--- START OF EXTRACT ---

As potential for biofuel, switchgrass is a perennial plant that is of great interest to researchers. Scientists from the MSU-DOE Plant Research Laboratory (PRL) Walker lab are looking at how these plants regrow, even when regrowing with less than its usual carbon storage.

A man uses a clamp instrument on grass in a greenhouse
Postdoc Mauricio Tejera-Nieves uses a LICOR instrument to measure the rate of photosynthesis in switchgrass.
By Kara Headley

Perennials are plants that will come back in the spring, unlike annuals which die after one growing season. In order for perennials to come back, they need to store enough food for the winter, like a bear getting ready for hibernation by gorging itself on fish.

In a previous study, researchers from the Walker lab looked at what stops switchgrass from growing. Why do these grasses reach a certain size and stop in the middle of summer? What’s to keep them from growing indefinitely?

--- END OF EXTRACT ---

§ **SHORT EXERCISE 1**
Does each statement agree with the switchgrass article? Answer yes or no for each, and quote the words from the article that decide it.
(a) Perennials die after one growing season.
(b) Mauricio Tejera-Nieves measures the rate of photosynthesis in switchgrass with a LICOR instrument.
(c) In an earlier study, the Walker lab examined what stops switchgrass from growing.
§ **SHORT EXERCISE 2**
How might the switchgrass article go on? Write its next part, starting after the last sentence shown.
The material that comes after this has no connection to the switchgrass article.

--- START OF SUPPLIED DATA ---

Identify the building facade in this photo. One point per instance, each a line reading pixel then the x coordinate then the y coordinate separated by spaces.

--- END OF SUPPLIED DATA ---

§ **TASK RESPONSE 1**
(a) No: "unlike annuals which die after one growing season"
(b) Yes: "Postdoc Mauricio Tejera-Nieves uses a LICOR instrument to measure the rate of photosynthesis in switchgrass."
(c) Yes: "In a previous study, researchers from the Walker lab looked at what stops switchgrass from growing."

§ **TASK RESPONSE 2**
One limiting factor was the environment they are grown in and how it changes during the season. If a plant has more access to resources like sunlight and water, it can grow more. Interestingly, when researchers compared rainfed plants with plants under a shelter that received no water for the entire season, they found that both groups stopped growing at the same time.

 “What we found was that at some point, when the reserves get full, the plant shuts down,” said Mauricio Tejera-Nieves, postdoctoral researcher in the Walker lab and lead author of this study.

Like the bear getting ready for hibernation, plants need somewhere to put all the carbohydrates they produce during photosynthesis. The bear has its fat, the plant has roots.

Finding that the pantry gets full was the first step. A follow-up paper, published in GCB-Bioenergy, looks at what happens to switchgrass when its carbohydrates reserves are purposefully depleted by 30%.

A cluster of roots
Switchgrass rhizome, an underground stem system from which switchgrass grows.
By Mauricio Tejera-Nieves

The researchers looked at switchgrass’s rhizome, or rootstalk, where carbon reserves are held. The rhizomes were kept at a slightly higher temperature, forcing it to burn more of the carbohydrate reserves to stay alive, a bit like having to idle a car to keep the air conditioner running. 30% of the carbon reserves were burnt this way. This technique of using temperature to deplete reserves is novel to this study.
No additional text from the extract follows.